begin SUPPLIED PASSAGE

Bitcoin’s price has artificially been driven up by an elaborate fraud involving the cryptocurrency called Tether (among other fraudulent things). As long as this continues, Bitcoin’s value will fluctuate violently as pump and dump schemes are executed.
Tether is a crypto that’s being generated at will by Tether Limited. It’s pegged to the dollar at a 1:1 ratio, which means they’d have to have 1 real dollar in reserve for every Tether in circulation. They claim they do, but it’s glaringly obvious that they’re lying.
The real problem is that Tether is majority owned by Bitfinex, one of the largest crypto exchanges in the world. This is a dangerous conflict of interest. What many people think is happening is this:
- Unbacked cryptocurrency is being created out of thin air by Tether. It’s then transferred to exchanges like Bitfinex, where it’s used to go long on Bitcoin. This fake money is used as collateral for margin trading, greatly amplifying the effect.
- Bitcoin’s price goes up. People are tempted into buying “hot” Bitcoins for FOMO and because “everyone else is going long too”.

end SUPPLIED PASSAGE
begin MATERIAL SHOWN

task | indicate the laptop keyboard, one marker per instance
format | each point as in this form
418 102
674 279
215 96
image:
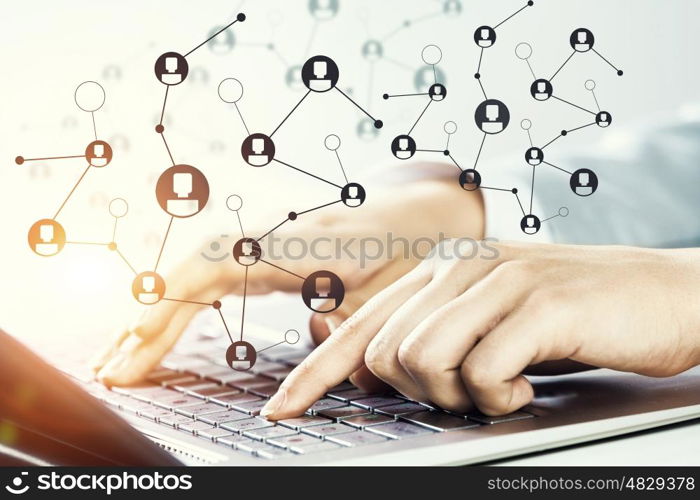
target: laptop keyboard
197 395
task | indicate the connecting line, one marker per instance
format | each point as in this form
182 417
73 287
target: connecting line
167 232
420 116
308 173
213 36
562 66
574 105
288 114
283 269
71 192
528 4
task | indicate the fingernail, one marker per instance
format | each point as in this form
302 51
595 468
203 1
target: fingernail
275 403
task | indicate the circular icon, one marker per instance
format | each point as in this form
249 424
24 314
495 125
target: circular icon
247 251
534 156
332 142
241 356
230 90
323 292
372 50
541 89
46 237
530 224
582 40
603 119
353 195
320 74
258 150
403 147
492 116
437 92
98 154
485 37
118 208
148 288
291 337
470 180
182 191
234 203
171 68
89 96
584 182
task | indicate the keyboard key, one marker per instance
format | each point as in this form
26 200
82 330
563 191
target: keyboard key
438 421
343 412
299 423
247 424
357 438
398 430
362 421
322 431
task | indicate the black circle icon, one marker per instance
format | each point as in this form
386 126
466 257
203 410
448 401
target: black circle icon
470 179
323 291
530 224
437 92
485 36
241 356
247 251
534 156
403 147
492 116
541 89
320 74
584 182
258 150
353 195
582 40
171 68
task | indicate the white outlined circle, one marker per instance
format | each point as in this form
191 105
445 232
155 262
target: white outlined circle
89 96
230 90
118 208
431 54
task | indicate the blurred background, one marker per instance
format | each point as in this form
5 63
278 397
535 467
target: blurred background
49 48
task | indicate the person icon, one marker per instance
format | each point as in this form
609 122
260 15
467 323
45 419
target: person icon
534 156
148 288
98 154
530 224
582 40
171 68
353 195
485 37
258 150
182 191
247 251
584 182
470 180
320 74
492 116
403 147
323 292
437 92
603 119
46 237
241 356
541 89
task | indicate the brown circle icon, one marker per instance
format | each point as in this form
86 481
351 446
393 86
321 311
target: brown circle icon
182 191
46 237
98 154
148 287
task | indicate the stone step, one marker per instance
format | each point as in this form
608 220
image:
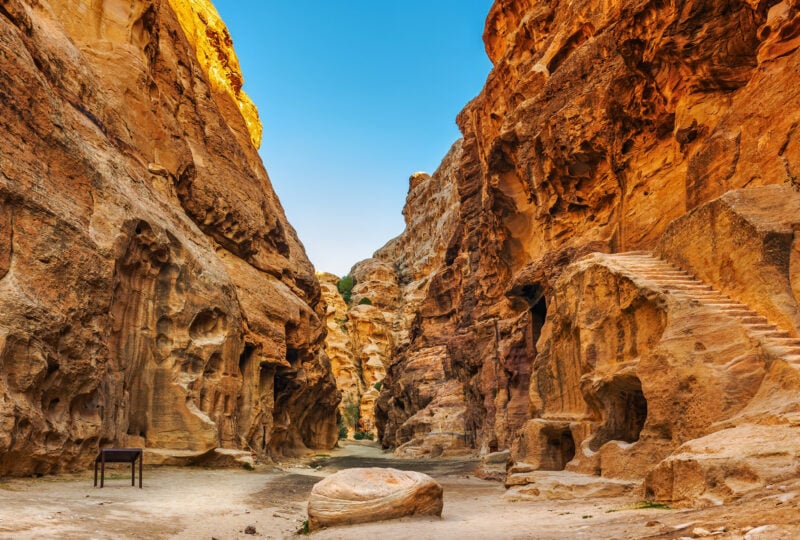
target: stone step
754 319
759 326
786 342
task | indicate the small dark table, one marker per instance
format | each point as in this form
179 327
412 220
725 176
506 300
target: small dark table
119 455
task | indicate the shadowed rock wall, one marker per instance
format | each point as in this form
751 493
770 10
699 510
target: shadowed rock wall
599 125
151 291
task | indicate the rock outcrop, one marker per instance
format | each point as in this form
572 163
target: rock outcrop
372 494
152 292
359 344
608 128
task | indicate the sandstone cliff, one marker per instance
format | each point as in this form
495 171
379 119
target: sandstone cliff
152 292
599 126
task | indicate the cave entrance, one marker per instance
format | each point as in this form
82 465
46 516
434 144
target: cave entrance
625 410
558 448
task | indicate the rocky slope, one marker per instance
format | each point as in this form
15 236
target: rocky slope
152 292
599 126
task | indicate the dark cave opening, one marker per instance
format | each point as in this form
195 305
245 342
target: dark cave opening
625 411
558 449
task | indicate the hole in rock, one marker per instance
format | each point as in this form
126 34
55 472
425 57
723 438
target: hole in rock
625 411
208 323
558 448
246 357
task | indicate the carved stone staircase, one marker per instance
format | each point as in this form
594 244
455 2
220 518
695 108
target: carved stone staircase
775 341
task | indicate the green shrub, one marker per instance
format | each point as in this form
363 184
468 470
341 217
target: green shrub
345 287
351 414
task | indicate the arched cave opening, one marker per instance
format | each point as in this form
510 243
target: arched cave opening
246 357
624 409
558 448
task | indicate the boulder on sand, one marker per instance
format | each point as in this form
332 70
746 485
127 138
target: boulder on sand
372 494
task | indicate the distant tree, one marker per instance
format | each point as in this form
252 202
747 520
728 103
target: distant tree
345 287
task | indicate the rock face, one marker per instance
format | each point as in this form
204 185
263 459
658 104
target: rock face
607 128
359 343
151 291
372 494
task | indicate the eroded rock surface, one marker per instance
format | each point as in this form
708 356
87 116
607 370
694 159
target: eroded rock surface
151 291
372 494
599 126
359 344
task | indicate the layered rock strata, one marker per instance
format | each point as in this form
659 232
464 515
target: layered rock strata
372 494
607 128
598 126
152 292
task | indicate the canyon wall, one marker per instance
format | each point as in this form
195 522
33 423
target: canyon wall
152 292
599 126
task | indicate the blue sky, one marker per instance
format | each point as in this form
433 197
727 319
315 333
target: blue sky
355 97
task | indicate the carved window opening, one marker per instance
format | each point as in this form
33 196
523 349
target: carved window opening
558 449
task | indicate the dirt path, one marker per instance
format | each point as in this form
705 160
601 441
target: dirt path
204 504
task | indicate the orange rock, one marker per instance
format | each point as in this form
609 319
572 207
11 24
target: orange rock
151 291
372 494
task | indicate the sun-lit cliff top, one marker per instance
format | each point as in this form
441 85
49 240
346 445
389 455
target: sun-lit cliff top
214 48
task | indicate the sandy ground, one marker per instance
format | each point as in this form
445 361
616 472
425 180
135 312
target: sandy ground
205 503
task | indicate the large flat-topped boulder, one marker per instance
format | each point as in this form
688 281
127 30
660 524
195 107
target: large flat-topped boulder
372 494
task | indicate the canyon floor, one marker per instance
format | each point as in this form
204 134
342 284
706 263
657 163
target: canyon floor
211 503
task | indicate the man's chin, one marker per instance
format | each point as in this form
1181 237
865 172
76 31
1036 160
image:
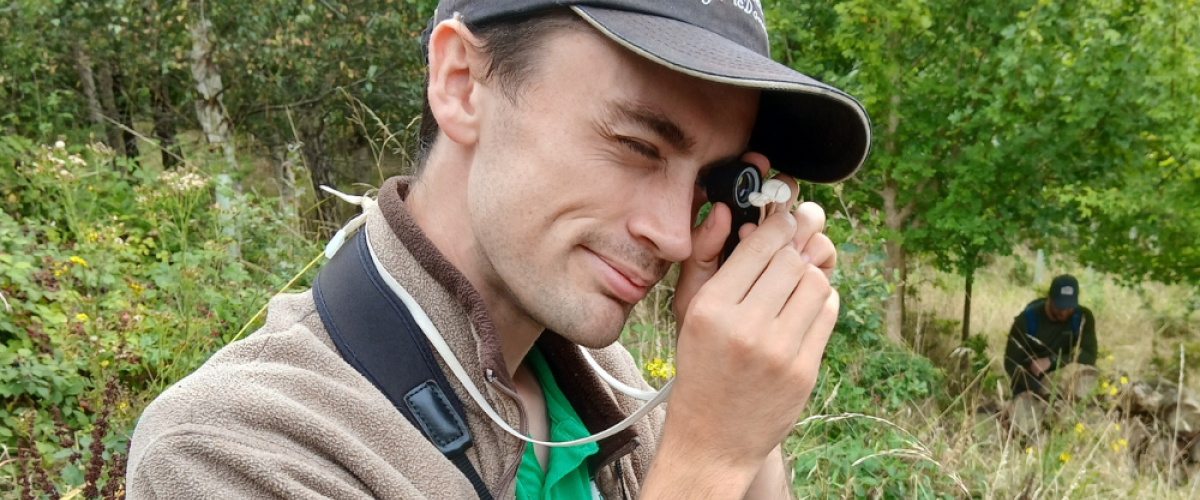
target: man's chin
601 329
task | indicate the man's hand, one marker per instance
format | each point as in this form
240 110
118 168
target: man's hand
1039 366
751 336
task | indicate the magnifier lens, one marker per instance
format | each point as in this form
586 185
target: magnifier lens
744 187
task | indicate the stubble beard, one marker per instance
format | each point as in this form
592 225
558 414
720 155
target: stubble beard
545 293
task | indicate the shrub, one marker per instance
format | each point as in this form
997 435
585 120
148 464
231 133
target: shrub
114 287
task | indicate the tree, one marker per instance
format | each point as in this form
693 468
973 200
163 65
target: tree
987 108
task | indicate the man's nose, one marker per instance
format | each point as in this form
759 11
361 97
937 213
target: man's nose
665 222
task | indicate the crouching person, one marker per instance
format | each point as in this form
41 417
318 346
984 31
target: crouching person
1050 353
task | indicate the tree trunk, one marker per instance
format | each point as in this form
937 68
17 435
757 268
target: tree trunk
105 82
165 125
210 109
88 84
285 175
966 305
895 267
895 270
125 115
321 170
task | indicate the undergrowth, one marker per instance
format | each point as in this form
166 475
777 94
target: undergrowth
114 285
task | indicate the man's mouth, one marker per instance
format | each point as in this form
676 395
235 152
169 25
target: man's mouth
627 283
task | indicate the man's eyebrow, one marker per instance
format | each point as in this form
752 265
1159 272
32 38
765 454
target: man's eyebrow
653 120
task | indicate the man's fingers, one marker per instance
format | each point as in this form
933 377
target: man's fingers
778 283
804 306
753 255
809 221
817 336
820 252
707 240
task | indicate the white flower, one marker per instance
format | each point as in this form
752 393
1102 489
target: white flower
773 191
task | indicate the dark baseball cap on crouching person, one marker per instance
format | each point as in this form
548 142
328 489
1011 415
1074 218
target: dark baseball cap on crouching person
1065 291
805 128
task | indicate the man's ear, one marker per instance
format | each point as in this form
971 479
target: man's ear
454 90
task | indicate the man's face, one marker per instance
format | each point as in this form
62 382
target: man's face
1056 314
585 190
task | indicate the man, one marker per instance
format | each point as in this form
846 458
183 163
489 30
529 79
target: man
564 150
1051 333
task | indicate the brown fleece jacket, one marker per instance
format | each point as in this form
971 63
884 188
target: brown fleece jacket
281 415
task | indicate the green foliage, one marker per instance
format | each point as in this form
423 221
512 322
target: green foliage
127 283
841 447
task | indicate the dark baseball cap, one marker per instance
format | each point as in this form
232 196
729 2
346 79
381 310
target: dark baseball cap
807 128
1065 291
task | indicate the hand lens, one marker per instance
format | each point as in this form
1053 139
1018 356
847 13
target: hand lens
732 185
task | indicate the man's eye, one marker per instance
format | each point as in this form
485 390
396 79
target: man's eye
640 148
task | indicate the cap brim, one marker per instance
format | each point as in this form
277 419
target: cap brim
805 128
1065 302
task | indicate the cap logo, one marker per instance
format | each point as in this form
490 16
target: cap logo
751 7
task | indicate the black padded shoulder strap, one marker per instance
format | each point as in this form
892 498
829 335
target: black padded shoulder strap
376 333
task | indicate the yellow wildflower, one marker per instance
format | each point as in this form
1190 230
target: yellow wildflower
660 368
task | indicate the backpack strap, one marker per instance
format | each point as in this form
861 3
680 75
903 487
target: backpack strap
1031 319
376 333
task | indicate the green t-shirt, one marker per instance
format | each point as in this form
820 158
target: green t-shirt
567 476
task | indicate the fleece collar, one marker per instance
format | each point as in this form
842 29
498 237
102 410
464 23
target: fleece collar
583 389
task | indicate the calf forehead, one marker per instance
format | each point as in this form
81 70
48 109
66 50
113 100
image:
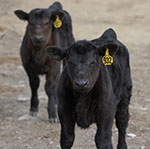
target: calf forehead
83 54
38 15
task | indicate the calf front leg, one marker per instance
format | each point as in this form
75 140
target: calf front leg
103 139
50 89
34 82
122 117
67 129
104 131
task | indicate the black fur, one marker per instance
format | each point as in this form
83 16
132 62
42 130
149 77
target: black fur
40 33
90 92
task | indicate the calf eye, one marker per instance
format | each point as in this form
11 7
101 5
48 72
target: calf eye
46 23
92 63
71 64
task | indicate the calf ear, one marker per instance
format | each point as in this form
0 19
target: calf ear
56 52
113 48
21 15
57 13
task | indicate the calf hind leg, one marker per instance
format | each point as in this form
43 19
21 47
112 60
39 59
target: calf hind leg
122 118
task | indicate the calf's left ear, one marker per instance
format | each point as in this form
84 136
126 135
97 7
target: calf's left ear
21 15
113 48
56 52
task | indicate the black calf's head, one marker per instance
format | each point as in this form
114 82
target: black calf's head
40 23
83 62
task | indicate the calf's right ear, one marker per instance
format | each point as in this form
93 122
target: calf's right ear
21 14
56 52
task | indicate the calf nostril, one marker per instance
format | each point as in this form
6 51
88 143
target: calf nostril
85 83
77 84
38 39
81 83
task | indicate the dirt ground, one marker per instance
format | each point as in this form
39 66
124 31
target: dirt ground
131 21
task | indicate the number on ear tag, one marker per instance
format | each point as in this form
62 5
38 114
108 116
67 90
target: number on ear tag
107 59
58 22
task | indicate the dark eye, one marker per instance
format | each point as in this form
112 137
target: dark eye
92 63
71 64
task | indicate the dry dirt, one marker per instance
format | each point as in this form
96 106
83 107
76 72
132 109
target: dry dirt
131 21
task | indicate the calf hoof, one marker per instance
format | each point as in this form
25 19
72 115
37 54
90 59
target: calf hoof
33 113
53 120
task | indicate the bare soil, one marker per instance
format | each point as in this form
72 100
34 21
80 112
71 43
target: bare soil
131 21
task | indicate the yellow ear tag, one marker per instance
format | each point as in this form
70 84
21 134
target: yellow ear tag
107 59
58 22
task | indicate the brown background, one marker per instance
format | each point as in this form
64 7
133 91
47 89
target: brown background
129 18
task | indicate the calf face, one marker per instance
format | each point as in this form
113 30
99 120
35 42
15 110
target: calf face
83 62
40 23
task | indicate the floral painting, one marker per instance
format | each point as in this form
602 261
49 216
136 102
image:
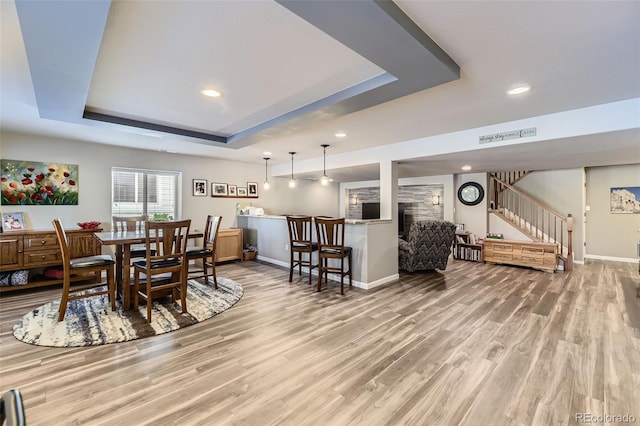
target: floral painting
31 183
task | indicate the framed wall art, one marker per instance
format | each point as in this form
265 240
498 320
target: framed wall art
199 188
252 189
219 189
625 200
12 222
35 183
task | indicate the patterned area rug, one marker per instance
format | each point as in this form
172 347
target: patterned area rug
90 321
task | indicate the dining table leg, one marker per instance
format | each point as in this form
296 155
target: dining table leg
119 281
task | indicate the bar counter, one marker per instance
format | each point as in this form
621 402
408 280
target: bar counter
374 243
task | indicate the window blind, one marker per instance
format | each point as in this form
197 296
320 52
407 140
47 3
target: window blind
148 192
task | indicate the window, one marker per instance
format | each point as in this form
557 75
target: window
150 192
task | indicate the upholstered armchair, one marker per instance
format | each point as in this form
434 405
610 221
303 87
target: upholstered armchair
427 247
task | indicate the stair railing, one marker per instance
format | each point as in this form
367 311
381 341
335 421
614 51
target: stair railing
533 218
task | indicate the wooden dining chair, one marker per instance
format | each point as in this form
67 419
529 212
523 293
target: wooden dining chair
83 265
330 234
131 223
301 246
165 265
206 253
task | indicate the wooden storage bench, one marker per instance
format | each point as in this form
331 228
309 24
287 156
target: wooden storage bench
536 255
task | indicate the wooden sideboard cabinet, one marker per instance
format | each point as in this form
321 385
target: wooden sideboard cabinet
229 245
522 253
38 249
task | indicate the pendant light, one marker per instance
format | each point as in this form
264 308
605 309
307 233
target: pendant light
292 182
266 184
324 180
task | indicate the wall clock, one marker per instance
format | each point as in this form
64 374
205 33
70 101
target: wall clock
470 193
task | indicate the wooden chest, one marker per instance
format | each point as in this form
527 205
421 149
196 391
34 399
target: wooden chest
536 255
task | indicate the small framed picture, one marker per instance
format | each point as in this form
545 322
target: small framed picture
219 189
199 188
12 222
252 189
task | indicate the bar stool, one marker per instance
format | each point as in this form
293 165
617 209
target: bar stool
330 234
206 253
300 242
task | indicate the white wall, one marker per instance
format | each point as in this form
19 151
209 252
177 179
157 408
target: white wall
611 235
95 162
447 198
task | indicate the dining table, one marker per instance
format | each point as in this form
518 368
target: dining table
123 241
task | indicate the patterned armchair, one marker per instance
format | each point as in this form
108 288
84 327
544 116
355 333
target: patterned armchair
428 246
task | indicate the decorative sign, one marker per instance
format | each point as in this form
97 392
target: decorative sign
516 134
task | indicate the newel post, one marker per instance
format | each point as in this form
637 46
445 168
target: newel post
568 266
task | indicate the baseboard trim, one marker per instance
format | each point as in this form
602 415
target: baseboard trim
610 258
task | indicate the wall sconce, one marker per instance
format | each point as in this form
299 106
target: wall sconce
292 181
266 185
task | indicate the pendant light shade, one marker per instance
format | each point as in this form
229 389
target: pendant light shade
292 181
266 184
324 180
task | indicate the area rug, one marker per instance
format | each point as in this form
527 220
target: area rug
91 321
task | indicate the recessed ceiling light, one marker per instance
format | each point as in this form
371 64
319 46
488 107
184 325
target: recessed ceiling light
211 93
518 90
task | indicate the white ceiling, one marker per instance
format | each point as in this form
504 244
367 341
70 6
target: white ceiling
155 57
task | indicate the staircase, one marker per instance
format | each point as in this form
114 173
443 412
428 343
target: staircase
530 216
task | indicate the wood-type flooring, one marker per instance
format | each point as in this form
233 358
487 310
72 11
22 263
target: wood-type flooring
475 345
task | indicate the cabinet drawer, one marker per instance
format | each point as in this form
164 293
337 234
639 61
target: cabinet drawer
505 248
502 256
35 242
42 258
532 251
532 260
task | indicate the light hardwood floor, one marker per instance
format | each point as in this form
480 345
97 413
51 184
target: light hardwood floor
476 345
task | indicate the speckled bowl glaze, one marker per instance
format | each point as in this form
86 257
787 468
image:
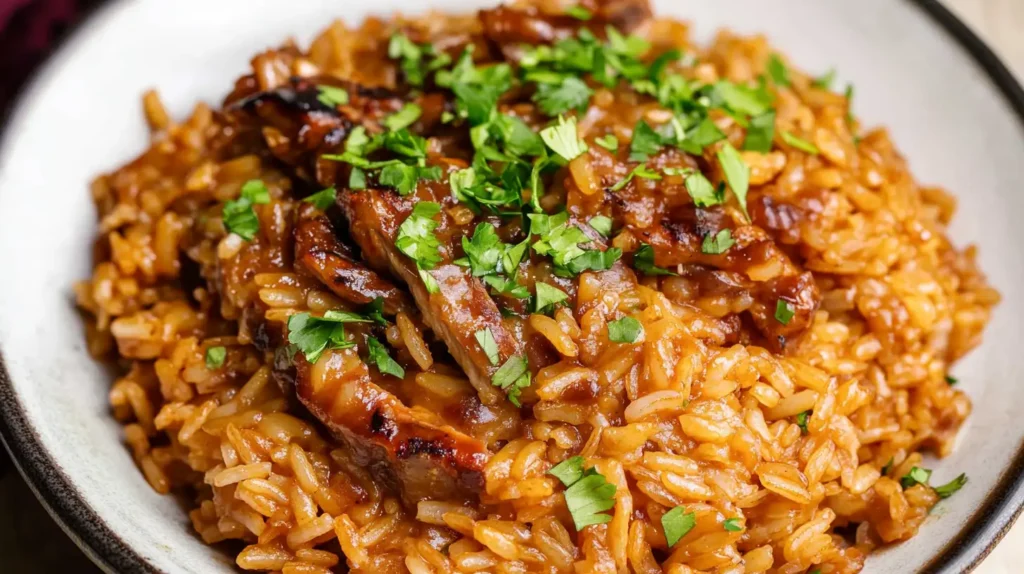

end MATERIAL SHOWN

**TO DO**
**1)** Identify each row that contains the string "trim", treating uppercase and lowercase as different.
**2)** Go on with the piece on Bitcoin and Tether, starting right after its last sentence.
The piece on Bitcoin and Tether and the rows come from unrelated sources.

**RESPONSES PER TASK**
**1)**
task | indicate the baseboard trim, one marker per instance
target: baseboard trim

**2)**
- Bitfinex sells you Bitcoin and other crypto for real money, charging you (fat) fees for transactions.
Tether has minted half a billion’s worth of tokens just in the last 3 months. Since the market (still) trusts that they’re worth 1 dollar each, it gives the illusion of liquidity and high demand for cryptocurrencies, especially Bitcoin.
Tether is responsible for the current bitcoin rally, which started back in april when it was worth about $1,000 USD and continued to about $19,000. At the time it started, there were less than 10 million Tethers in circulation, but over the last 8 months they have minted over a billion dollars worth of them. This has pushed the price for bitcoin up at an alarming rate. What is even weirder is that right around the time their supply exploded, all US banks cut them off, which means US customers had no way of wiring money to them when buying Tether tokens. Yeah. They’re a company that issues USD-backed coins by the billions, but can’t bank in the US. Sounds like the perfect place a bunch of serious investors would pour 1 billion dollars into.
The following table is ordered by daily volume:
The suspicion, of course, is that it’s Bitfinex and other exchanges “buying” Tethers. Not real people. Then they throw it into the crypto ecosystem and wash trade with it. When you are buying Bitcoin, you are essentially in an auction where your opponents can bid with fake money. Would you still want to buy if you knew this?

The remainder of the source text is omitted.